** SOURCE DATA follows **
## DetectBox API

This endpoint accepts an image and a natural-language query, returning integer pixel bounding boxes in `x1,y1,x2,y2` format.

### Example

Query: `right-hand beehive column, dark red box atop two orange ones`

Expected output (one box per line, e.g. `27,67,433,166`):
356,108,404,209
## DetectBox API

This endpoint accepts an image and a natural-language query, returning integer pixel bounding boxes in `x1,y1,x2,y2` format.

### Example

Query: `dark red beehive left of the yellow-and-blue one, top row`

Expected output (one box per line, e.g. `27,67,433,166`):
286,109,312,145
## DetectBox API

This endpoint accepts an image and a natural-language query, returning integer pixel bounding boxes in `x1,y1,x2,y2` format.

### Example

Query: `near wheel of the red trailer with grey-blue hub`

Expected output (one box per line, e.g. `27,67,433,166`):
** End of SOURCE DATA **
> **ABOUT THIS EXERCISE**: Go through the entries above and count the lines holding the word "beehive"; write nothing but the number.

> **FINISHED TASK**: 2